◆ **Extracted text**:
=== Section Start ===

Location
- 11380 Turtle River Lake Rd NE, Bemidji, MN 56601 United States
- Coordinates: 47°34′43″N 94°43′00″W﻿ / ﻿47.57858°N 94.71653°W

Information
- Established: 1999
- Founder: Ross King
- Status: Open during summers
- Dean: Ross King
- Director: Dafna Zur
- Language: Korean
- Website: concordialanguagevillages.org/youth-languages/korean-language-village

Korean name
- Hangul: 숲속의 호수
- RR: Supsogui hosu
- MR: Supsogŭi hosu

= Sup sogŭi Hosu =

Korean language camp in United States

Sup sogŭi Hosu is a residential program for the Korean language and culture in Bemidji, Minnesota, United States. It is part of the 501(c)(3) non-profit Concordia Language Villages, and is sponsored by Concordia College. It first opened in 1999, and as of 2023 it had over 3,000 attendees across its history.

Its founding dean is Ross King, Professor of Korean at the University of British Columbia. The program is currently led by Dafna Zur, associate professor in the Department of East Asian Languages and Cultures at Stanford University and King's former PhD student.

== History ==
Ross King is a Canadian linguist and Koreanist. He himself attended the Concordia Language Villages system from ages 10 to 18, where he studied the Spanish, German, and Russian languages.

Early on in Sup sogŭi Hosu's history, there was spare capacity each year for more students. However, after the success of the Korean Wave, the program has seen a significant increase in popularity, with over a hundred participants each year and a waitlist of 120 students in 2023.

The program originally did not have its own dedicated facilities; King previously rented buildings in the Luther Crest Bible Camp or Russian language village for the program. But in 2018, it received $5 million in funding via a private donation from the Korean handbag company Simone Corporation. This enabled the program to create its own separate infrastructure. Construction began in 2019. The donation is the single largest in support of Korean language education in North America, and the largest in Concordia's history. Kenny Park, the CEO of Simone, attributed the donation to a radio interview of King that he heard, where King advocated for greater public and private support from Korean companies to fund international Korean language education. The new year-round site was designed with the consultation of South Korean architect B. A. You of Archigroup MA, who used elements of Korean culture and architecture. The program was also expressly designed to include a dojang, a training hall for Korean martial arts (notably taekwondo). The Korean program was the eighth such program to have its own facilities in Concordia, and the only one for an East Asian language.

In 2024 the first phase of the new site was completed and opened for the summer session. It includes two multi-purpose residences for participants, a dining hall, soccer field, waterfront, and more. There is ongoing fundraising for the second phase of development which will add a sports center, more villager residences for increased capacity, and a cultural center.

The program, as well as the overall Concordia Language Villages, experienced a severe slowdown and financial setback during the COVID-19 pandemic, but by 2022 the Korean Language Village reported being back up to 70% of its capacity.

== Activities ==
As a language and culture immersion program, all counselors are required to speak Korean at all times in front of the participants. All signage in the program is even written in Korean. Participants engage in cultural activities, including calligraphy, K-pop dance, taekwondo (reportedly once taught by Zur, who is experienced in the sport), fan dance (buchaechum), Korean paper crafting, and Korean tea ceremonies. Korean food is served at the program.

=== Section End ===

◆ **Action item A**: Reproduce word for word the passage of the Sup sogŭi Hosu article that begins at the words "The program, as" and stops after the words "of its capacity.".
◆ **Action item B**: In the Sup sogŭi Hosu article, which company gave the program $5 million in 2018?

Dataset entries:
=== Section Start ===

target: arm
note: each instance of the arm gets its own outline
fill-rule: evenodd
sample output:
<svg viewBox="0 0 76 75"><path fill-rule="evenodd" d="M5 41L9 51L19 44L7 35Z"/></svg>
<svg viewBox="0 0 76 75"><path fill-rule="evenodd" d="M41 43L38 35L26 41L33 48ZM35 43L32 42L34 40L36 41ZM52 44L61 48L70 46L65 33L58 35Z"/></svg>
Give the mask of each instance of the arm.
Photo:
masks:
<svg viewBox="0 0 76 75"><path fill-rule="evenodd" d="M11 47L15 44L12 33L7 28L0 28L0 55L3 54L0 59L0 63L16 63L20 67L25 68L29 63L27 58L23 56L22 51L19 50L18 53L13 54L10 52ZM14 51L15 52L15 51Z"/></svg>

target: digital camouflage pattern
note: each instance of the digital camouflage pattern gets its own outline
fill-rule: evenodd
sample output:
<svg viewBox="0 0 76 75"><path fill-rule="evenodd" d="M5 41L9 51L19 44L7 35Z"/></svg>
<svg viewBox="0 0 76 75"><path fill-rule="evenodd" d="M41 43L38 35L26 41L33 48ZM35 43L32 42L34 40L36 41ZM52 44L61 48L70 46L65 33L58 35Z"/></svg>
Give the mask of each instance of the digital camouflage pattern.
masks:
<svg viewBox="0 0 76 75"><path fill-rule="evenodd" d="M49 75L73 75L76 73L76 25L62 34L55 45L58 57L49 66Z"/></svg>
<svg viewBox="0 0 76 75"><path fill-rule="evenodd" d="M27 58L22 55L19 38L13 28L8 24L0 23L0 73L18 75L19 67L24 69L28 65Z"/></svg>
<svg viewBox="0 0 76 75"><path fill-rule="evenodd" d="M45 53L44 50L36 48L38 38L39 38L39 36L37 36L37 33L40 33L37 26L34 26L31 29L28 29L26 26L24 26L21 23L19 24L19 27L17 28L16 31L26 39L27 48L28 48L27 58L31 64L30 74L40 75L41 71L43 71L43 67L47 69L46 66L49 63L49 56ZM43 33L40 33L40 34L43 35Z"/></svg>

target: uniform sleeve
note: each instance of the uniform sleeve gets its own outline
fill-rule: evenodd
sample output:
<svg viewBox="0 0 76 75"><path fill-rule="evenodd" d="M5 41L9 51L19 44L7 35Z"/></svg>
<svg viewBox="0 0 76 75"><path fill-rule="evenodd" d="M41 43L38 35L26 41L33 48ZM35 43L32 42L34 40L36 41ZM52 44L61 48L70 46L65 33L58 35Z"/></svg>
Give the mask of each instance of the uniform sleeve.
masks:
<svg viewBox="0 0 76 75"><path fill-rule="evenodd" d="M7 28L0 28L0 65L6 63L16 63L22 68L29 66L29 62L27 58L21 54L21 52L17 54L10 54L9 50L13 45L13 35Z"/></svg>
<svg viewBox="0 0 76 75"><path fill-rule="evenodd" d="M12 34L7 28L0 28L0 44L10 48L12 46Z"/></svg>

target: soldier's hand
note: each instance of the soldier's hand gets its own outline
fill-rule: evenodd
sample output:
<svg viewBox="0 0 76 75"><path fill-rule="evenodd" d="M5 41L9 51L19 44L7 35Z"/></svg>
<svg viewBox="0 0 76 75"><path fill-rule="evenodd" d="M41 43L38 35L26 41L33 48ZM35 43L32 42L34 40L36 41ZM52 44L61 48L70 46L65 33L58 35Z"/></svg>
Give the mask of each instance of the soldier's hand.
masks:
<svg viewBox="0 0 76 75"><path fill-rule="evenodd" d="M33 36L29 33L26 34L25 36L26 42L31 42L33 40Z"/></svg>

=== Section End ===
=== Section Start ===

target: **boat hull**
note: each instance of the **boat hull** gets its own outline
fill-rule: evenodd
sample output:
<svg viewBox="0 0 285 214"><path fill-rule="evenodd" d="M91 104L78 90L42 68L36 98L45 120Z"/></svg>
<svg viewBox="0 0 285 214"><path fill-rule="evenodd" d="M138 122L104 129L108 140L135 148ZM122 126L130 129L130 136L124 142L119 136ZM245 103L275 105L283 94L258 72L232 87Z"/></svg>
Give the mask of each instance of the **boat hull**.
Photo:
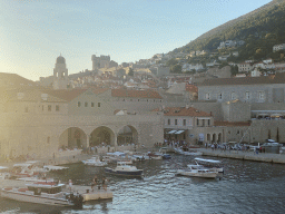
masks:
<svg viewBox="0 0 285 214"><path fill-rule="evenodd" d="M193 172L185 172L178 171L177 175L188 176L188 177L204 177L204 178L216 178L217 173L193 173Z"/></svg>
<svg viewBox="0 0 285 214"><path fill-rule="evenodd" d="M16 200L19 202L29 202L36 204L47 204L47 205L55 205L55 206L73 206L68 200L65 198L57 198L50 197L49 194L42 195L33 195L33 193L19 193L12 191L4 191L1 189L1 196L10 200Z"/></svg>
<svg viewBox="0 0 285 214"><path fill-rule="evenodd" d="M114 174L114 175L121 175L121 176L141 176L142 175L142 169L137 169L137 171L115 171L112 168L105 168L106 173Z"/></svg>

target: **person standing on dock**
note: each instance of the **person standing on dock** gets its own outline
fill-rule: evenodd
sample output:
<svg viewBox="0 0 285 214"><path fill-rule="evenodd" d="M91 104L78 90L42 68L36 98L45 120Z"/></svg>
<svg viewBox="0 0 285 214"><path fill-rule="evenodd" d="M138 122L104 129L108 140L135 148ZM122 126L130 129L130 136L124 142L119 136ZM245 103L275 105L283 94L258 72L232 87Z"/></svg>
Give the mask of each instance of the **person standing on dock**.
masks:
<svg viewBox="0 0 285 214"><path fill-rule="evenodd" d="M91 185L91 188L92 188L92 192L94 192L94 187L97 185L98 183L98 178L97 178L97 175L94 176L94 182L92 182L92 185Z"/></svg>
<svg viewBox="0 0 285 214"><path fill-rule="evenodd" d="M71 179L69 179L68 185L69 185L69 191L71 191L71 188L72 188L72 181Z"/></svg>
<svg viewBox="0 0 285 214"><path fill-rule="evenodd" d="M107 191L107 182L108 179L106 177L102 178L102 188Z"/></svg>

=== Section End ===
=== Section Start ===

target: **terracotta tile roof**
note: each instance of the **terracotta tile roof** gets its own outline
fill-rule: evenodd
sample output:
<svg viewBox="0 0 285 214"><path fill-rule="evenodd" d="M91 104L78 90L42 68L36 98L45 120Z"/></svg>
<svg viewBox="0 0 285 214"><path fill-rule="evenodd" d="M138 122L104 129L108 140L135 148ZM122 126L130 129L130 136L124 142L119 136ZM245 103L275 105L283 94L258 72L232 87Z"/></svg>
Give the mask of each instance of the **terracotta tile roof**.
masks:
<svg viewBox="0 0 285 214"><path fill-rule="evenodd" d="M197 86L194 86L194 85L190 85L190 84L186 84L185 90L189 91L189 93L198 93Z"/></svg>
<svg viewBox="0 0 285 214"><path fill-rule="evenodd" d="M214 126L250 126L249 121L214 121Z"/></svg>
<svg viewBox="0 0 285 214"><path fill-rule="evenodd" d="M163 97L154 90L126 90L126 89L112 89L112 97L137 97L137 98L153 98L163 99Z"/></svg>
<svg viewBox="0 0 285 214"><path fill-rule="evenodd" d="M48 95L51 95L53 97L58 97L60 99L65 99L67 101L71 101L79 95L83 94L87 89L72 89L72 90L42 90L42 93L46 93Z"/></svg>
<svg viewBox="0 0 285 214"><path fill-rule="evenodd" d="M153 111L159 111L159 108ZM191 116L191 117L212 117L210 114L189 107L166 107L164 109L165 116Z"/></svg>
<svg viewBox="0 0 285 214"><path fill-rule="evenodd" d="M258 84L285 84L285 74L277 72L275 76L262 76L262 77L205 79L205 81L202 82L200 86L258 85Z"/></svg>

=== Section End ===

◆ **Task response A**:
The program, as well as the overall Concordia Language Villages, experienced a severe slowdown and financial setback during the COVID-19 pandemic, but by 2022 the Korean Language Village reported being back up to 70% of its capacity.

◆ **Task response B**: The Korean handbag company Simone Corporation.